## Verilen metin:
/---

Muhammed bin Selman: Yeni bir Hiroşima istemiyoruz

Suudi Arabistan Veliahd Prensi Muhammed bin Selman
Suudi Arabistan Veliahd Prensi Muhammed bin Selman
TT

Muhammed bin Selman: Yeni bir Hiroşima istemiyoruz

Suudi Arabistan Veliahd Prensi Muhammed bin Selman
Suudi Arabistan Veliahd Prensi Muhammed bin Selman

Suudi Arabistan Veliaht Prensi Muhammed bin Selman, ABD menşeili Fox News kanalına yaptığı açıklamada, İsrail ile ilişkilerin normalleştirilmesi konusunda Filistin meselesinin çok önemli olmaya devam edeceğini vurguladı.

Prens Muhammed bin Selman röportajda "Herhangi bir ülkenin nükleer silah elde etmesinden endişe duyuyoruz ve eğer İran nükleer silah elde ederse, biz de ona aynı şekilde sahip olmalıyız. Nükleer silahlara sahip olmanın bir anlamı yok çünkü kullanılamıyorlar ama eğer herhangi bir ülke bunları kullanırsa, yeni bir Hiroşima'ya tahammülü olmayan dünyanın tüm ülkeleriyle savaş halinde olur.” diye konuştu.

Şarku'l Avsat’ın Washington baş muhabiri Rana Ebter, Suudi Veliaht Prensi Muhammed bin Selman'ın Fox News kanalına verdiği röportajda yer alan hususlar hakkında eski ABD'li yetkililerle görüştü. Öne çıkan kısımlar şöyle:

ABD Dışişleri Bakanlığı'nın eski kıdemli askeri danışmanı emekli Albay Abbas Dohuk:

-ABD’nin bölgedeki savunma ve güvenlik taahhütlerine bağlı olduğunu kanıtlamasının tek yolu Suudi Arabistan'la bir savunma anlaşması imzalamak.

\---

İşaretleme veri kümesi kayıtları
/---

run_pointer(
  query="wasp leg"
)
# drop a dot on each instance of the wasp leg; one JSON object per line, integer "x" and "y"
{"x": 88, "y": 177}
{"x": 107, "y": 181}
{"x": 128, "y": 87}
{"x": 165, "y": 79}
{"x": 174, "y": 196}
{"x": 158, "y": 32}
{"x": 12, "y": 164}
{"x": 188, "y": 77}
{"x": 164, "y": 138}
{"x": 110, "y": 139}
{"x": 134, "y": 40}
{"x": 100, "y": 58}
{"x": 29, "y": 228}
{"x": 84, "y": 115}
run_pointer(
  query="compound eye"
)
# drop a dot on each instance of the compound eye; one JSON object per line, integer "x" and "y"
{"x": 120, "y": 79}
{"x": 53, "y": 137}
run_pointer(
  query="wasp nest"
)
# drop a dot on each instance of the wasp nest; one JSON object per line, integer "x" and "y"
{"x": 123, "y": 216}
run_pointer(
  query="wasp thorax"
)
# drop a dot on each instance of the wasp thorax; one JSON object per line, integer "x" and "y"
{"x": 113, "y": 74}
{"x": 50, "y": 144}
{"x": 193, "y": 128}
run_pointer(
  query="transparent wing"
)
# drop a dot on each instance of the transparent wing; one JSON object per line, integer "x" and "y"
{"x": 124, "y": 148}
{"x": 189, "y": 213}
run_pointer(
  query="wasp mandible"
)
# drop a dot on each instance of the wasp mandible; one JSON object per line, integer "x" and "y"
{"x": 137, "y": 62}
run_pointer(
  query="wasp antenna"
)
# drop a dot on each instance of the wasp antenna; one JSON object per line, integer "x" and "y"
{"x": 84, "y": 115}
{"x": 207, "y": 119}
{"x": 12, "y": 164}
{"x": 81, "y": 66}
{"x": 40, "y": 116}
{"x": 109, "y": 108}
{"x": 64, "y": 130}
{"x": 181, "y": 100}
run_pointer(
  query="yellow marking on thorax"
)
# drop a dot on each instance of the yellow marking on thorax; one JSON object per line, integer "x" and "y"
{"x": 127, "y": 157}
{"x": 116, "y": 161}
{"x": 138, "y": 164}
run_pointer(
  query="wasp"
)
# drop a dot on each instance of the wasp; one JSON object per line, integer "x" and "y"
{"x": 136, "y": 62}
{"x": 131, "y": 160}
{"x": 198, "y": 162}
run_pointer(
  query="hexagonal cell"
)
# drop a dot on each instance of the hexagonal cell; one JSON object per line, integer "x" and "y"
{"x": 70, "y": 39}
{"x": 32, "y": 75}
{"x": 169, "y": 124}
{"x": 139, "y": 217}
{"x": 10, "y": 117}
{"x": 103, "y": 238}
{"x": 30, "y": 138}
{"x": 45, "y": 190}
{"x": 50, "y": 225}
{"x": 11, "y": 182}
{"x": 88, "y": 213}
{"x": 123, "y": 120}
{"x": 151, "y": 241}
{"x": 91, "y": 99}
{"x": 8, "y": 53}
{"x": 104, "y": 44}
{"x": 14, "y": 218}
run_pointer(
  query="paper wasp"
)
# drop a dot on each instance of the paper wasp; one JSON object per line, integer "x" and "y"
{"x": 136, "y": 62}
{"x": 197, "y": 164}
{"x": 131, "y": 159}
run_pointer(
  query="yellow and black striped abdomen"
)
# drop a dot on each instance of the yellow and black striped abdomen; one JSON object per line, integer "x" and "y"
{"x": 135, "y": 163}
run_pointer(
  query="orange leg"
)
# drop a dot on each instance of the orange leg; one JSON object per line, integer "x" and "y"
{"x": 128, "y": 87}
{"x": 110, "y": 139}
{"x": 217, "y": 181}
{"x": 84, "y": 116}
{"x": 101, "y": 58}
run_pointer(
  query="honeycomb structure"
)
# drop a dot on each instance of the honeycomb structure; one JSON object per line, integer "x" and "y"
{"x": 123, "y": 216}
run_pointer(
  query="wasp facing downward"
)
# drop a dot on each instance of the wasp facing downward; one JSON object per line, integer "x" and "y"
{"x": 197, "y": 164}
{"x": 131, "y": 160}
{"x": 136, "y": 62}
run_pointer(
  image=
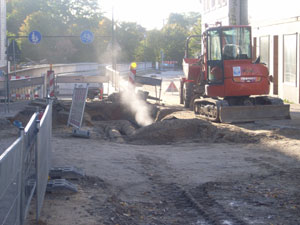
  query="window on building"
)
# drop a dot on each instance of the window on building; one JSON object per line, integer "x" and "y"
{"x": 213, "y": 4}
{"x": 264, "y": 50}
{"x": 290, "y": 59}
{"x": 207, "y": 5}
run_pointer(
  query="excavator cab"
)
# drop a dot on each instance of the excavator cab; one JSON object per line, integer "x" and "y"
{"x": 223, "y": 44}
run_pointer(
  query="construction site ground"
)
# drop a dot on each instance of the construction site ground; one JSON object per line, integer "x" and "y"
{"x": 178, "y": 170}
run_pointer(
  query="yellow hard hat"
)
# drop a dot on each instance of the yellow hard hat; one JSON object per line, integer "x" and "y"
{"x": 133, "y": 65}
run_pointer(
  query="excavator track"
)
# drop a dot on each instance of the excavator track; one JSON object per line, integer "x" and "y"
{"x": 260, "y": 108}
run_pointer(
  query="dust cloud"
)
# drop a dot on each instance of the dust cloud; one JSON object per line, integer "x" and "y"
{"x": 138, "y": 106}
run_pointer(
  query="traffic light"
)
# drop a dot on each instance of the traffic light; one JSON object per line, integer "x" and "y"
{"x": 133, "y": 68}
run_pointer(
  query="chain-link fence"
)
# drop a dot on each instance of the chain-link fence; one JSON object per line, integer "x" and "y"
{"x": 24, "y": 168}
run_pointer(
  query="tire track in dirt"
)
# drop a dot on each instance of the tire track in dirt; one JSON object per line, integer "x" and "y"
{"x": 204, "y": 208}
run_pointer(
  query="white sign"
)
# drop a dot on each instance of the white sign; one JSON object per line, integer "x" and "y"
{"x": 78, "y": 105}
{"x": 35, "y": 37}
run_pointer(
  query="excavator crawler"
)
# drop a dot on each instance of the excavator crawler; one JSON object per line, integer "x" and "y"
{"x": 224, "y": 84}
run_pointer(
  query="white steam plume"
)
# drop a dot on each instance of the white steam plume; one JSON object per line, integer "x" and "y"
{"x": 137, "y": 105}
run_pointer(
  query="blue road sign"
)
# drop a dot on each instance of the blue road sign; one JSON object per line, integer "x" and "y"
{"x": 35, "y": 37}
{"x": 86, "y": 37}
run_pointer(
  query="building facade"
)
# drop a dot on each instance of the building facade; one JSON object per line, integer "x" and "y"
{"x": 2, "y": 33}
{"x": 275, "y": 37}
{"x": 228, "y": 12}
{"x": 276, "y": 41}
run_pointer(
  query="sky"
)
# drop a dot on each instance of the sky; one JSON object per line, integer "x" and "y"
{"x": 150, "y": 14}
{"x": 154, "y": 13}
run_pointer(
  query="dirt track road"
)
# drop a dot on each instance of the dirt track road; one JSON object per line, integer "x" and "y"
{"x": 179, "y": 171}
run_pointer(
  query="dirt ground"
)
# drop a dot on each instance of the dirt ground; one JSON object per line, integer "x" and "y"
{"x": 179, "y": 170}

\---

## Yapılacak işlemler:
1. Muhammed bin Selman röportajı haberinde "Prens Muhammed bin" ile "savunma anlaşması imzalamak." arasındaki kısmı, bu iki ifade de dahil olmak üzere aynen yineler misiniz?
2. Muhammed bin Selman röportajı haberini kaldığı yerden sürdürür müsünüz?
Kayıtların metinle hiçbir ilgisi yoktur.

## Görev çıktıları:
1.
Prens Muhammed bin Selman röportajda "Herhangi bir ülkenin nükleer silah elde etmesinden endişe duyuyoruz ve eğer İran nükleer silah elde ederse, biz de ona aynı şekilde sahip olmalıyız. Nükleer silahlara sahip olmanın bir anlamı yok çünkü kullanılamıyorlar ama eğer herhangi bir ülke bunları kullanırsa, yeni bir Hiroşima'ya tahammülü olmayan dünyanın tüm ülkeleriyle savaş halinde olur.” diye konuştu.

Şarku'l Avsat’ın Washington baş muhabiri Rana Ebter, Suudi Veliaht Prensi Muhammed bin Selman'ın Fox News kanalına verdiği röportajda yer alan hususlar hakkında eski ABD'li yetkililerle görüştü. Öne çıkan kısımlar şöyle:

ABD Dışişleri Bakanlığı'nın eski kıdemli askeri danışmanı emekli Albay Abbas Dohuk:

-ABD’nin bölgedeki savunma ve güvenlik taahhütlerine bağlı olduğunu kanıtlamasının tek yolu Suudi Arabistan'la bir savunma anlaşması imzalamak.

2.
- Suudi Arabistan ile İsrail arasındaki normalleşme ABD Başkanı Joe Biden ile ilişkileri değiştirmeyebilir, ancak Biden yönetimi bölgede normalleşmeyi önceliğine yerleştirdi. Biden'ın karşı karşıya olduğu karmaşık sorun, mevcut İsrail hükümeti ve onun Filistin meselesine mantıksız yaklaşımıdır.

-ABD ve Suudi Arabistan'ın iş birliği ve zorluklarla dolu uzun ve karmaşık bir ilişkisi var. Onlarca yıldır stratejik bir ortaklık sürdürüyorlar. Bu ortaklık, enerji güvenliği, terörle mücadele, Ortadoğu'da istikrar gibi birçok eksende ortak çıkarlara dayanıyor.

-Veliaht Prens, İran'ın nükleer hedeflerine ilişkin mesajında ​​tutarlı. Mesajı ABD de dahil olmak üzere ülke içindeki, bölgesel ve uluslararası herkese yöneliktir.

-ABD, bir yandan Rusya'yla, diğer yandan Çin'le ilişkilere yönelik yaklaşımını değiştiriyor. Ortadoğu ABD için siyasi, ekonomik ve güvenlik temeli olmaya devam ediyor.

ABD Savunma Bakanlığı eski yetkilisi ve Yakın Doğu Güvenlik Araştırmaları Merkezi uzmanı David Des Roches:

-Suudi Arabistan'ın İran hakkındaki mesajı, İranlıların elde edebileceği her şeyi elde etmesini beklediği yönünde. Bu, ABD'yi zor bir duruma sokuyor, çünkü İran ile yapılacak herhangi bir nükleer anlaşma, kuralları takip etmeyenleri (bu durumda İran) ödüllendirecek ve Nükleer Silahların Yayılmasını Önleme Antlaşması'na uyanları cezalandıracaktır. ABD, birçok Avrupa ülkesiyle yaptığımız gibi, İran'ın nükleer programlar kurmasını veya geliştirmesini önlemek için Suudi Arabistan ile ortak nükleer silah altyapısı çerçeveleri oluşturmalıdır.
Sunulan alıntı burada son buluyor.